* Passage shown
--- START ---
It would also allow Group properties to be stored at the group-level, such as style and center.
12. Literature References
Let's take a look at the BioPAX definition:
Publication Xref
Definition: An xref that defines a reference to a publication such as a book, journal article, web page, or software manual. The reference may or may not be in a database, although references to PubMed are preferred when possible. The publication should make a direct reference to the instance it is attached to. Comment: Publication xrefs should make use of PubMed IDs wherever possible. The DB property of an xref to an entry in PubMed should use the string “PubMed” and not “MEDLINE”. Examples: PubMed:10234245 Properties: The following properties may be used when the DB and ID fields cannot be used, such as when referencing a publication that is not in PubMed. The URL property should not be used to reference publications that can be uniquely referenced using a DB, ID pair. One reason for this is that it is expected that DB, ID pairs are more stable than URLs.
- AUTHORS - The authors of this publication, one per property value.
- SOURCE - The source in which the reference was published, such as: a book title, or a journal
title and volume and pages.
- TITLE - The title of the publication.
- URL - The URL at which the publication can be found, if it is available through the Web.
- YEAR - The year in which this publication was published.
--- END ---
* Prompt A
In the passage on literature references, what string should the DB property use for an xref to an entry in PubMed?
* Prompt B
Please quote the passage on literature references, starting with "- TITLE - The" and going on through "publication was published.".
Rely only on the passage on literature references for your answers.

(Collected data entries)
--- START ---
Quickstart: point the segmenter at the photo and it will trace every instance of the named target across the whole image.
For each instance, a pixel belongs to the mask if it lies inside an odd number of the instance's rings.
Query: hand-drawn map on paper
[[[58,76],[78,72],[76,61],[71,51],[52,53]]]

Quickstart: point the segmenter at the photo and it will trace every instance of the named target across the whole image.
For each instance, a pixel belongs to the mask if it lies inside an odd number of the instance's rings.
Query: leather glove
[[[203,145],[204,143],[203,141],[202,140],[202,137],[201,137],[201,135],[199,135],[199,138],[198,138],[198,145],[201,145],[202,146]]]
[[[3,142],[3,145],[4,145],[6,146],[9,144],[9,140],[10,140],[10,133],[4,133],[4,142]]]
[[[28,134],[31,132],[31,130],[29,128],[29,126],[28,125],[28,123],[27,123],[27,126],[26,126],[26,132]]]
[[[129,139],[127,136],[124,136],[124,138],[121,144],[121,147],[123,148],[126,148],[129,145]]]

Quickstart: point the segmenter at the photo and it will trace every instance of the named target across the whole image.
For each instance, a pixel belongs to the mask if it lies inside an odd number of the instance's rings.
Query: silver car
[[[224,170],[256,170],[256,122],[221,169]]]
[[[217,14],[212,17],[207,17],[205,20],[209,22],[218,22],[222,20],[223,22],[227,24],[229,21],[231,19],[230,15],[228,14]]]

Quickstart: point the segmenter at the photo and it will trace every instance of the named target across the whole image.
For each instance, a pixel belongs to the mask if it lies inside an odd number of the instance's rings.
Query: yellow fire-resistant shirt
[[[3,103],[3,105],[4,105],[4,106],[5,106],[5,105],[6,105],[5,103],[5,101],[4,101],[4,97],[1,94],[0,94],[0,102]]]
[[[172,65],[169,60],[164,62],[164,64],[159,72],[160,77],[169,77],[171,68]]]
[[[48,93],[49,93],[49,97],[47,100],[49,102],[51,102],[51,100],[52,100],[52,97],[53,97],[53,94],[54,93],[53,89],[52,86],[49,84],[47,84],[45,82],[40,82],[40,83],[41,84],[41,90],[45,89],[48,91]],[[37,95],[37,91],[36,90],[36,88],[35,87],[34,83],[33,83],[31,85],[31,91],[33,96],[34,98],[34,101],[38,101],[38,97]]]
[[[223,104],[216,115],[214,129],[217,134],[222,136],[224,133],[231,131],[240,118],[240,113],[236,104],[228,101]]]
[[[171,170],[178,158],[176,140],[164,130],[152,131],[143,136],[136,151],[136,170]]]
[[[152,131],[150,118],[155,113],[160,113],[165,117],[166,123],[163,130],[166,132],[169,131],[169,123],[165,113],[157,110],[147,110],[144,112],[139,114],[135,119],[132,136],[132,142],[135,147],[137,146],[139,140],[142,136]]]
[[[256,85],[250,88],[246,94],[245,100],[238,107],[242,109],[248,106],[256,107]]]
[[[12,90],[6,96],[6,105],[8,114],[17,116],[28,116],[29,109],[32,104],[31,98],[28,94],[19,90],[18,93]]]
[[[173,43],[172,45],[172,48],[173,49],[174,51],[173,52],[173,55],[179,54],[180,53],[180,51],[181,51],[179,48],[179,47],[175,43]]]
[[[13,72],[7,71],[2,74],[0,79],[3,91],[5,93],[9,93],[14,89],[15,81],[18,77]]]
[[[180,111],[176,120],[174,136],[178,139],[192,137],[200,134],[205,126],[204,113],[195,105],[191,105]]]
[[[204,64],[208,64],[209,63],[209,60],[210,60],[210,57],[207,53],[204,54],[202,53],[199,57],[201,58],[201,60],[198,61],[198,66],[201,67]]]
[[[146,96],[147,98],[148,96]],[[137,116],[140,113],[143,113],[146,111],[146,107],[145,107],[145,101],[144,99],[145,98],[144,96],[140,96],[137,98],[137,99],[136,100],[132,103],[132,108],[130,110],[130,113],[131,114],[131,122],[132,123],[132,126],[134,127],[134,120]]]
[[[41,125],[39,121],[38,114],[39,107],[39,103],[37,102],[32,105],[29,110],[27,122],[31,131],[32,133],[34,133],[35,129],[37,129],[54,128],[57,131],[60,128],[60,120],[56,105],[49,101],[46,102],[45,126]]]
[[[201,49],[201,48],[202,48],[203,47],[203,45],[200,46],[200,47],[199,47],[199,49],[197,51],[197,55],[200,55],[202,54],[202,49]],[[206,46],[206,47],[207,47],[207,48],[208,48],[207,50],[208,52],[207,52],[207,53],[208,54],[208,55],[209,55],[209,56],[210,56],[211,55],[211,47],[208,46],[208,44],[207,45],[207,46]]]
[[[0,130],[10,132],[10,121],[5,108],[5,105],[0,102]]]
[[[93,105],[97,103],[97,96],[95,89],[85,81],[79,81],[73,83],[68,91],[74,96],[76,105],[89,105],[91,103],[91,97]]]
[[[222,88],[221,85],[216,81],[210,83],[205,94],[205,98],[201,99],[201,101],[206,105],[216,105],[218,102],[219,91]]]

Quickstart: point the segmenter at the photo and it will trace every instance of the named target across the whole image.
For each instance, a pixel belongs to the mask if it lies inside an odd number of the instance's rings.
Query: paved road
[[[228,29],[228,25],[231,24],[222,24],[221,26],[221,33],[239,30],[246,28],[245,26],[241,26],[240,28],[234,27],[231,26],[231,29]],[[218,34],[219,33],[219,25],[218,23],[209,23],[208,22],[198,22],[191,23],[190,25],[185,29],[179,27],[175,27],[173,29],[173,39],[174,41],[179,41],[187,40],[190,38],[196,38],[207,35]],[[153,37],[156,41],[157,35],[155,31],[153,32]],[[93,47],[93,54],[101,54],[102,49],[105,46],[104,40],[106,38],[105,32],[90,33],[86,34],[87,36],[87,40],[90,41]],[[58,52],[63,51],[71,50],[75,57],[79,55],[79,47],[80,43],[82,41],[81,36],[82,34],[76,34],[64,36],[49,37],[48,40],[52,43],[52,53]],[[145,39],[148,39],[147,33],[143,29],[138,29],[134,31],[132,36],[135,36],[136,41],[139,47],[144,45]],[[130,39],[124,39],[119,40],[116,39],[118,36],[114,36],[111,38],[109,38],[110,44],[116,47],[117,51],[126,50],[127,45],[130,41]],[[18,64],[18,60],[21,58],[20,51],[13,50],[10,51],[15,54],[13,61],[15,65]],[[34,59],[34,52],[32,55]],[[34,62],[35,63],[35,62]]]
--- END ---
* Solution A
"PubMed," not "MEDLINE."

* Solution B
- TITLE - The title of the publication.
- URL - The URL at which the publication can be found, if it is available through the Web.
- YEAR - The year in which this publication was published.